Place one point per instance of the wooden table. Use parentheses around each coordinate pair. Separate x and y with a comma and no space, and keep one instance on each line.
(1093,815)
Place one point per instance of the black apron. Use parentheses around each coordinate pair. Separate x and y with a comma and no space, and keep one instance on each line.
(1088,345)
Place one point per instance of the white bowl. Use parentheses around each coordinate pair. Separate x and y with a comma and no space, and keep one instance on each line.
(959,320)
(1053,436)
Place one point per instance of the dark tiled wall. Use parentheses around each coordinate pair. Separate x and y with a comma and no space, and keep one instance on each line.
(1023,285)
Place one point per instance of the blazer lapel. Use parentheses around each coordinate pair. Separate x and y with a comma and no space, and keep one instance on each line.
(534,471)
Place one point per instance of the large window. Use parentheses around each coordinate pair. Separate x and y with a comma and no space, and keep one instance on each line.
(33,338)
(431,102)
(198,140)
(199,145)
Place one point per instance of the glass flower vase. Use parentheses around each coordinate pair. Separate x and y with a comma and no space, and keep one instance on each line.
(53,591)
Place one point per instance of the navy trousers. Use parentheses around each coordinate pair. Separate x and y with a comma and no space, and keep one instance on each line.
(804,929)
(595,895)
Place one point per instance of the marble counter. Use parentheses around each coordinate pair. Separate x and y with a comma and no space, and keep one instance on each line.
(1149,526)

+ + + +

Assignment: All of the material above should be repeated word for word.

Exercise solution:
Place one point per instance of the wooden table. Use parentheses around each coordinate pair. Separate x and y with a comma and no space, and keep one instance on each line.
(1093,815)
Place one point per instance of the black apron. Use parentheses around each coordinate pair. Separate x and y with a comma and no space, and keep one instance on each line.
(1088,345)
Place one point per instance of the white bowl. Use parentheses around each coordinate pair. Separate x and y with a comma and no space, and keep one instance on each line.
(959,320)
(1053,436)
Place one point per instance of the dark tiled wall. Use parentheses around each coordinate pair. Separate x and y with a comma and no space, and keep one instance on each line.
(1023,285)
Place one point per instance of the blazer lapel. Use parentheses around each coordinate pair. Separate x and y with a comma and no space, and keep one instance on each line.
(534,471)
Place one point per instance of the large window. Use parentheses around each coordinate pair. Separate x and y with a comma and no space, and keep one instance on each line.
(33,338)
(431,102)
(198,140)
(199,145)
Place one point per instance of the glass flower vase. Use parentheses around each coordinate pair. Separate x and y with a comma and no space, and keep one instance on each line.
(53,591)
Place one point per instance of the navy trousers. Use parentheses around each coordinate pair. Separate x and y with a comma and no space, and keep one instance on each line.
(804,929)
(595,895)
Place one point per instance of the marble counter. Use parentheses around each coordinate pair. Separate x and y with a comma and no space, and keep one instance on each line.
(1149,526)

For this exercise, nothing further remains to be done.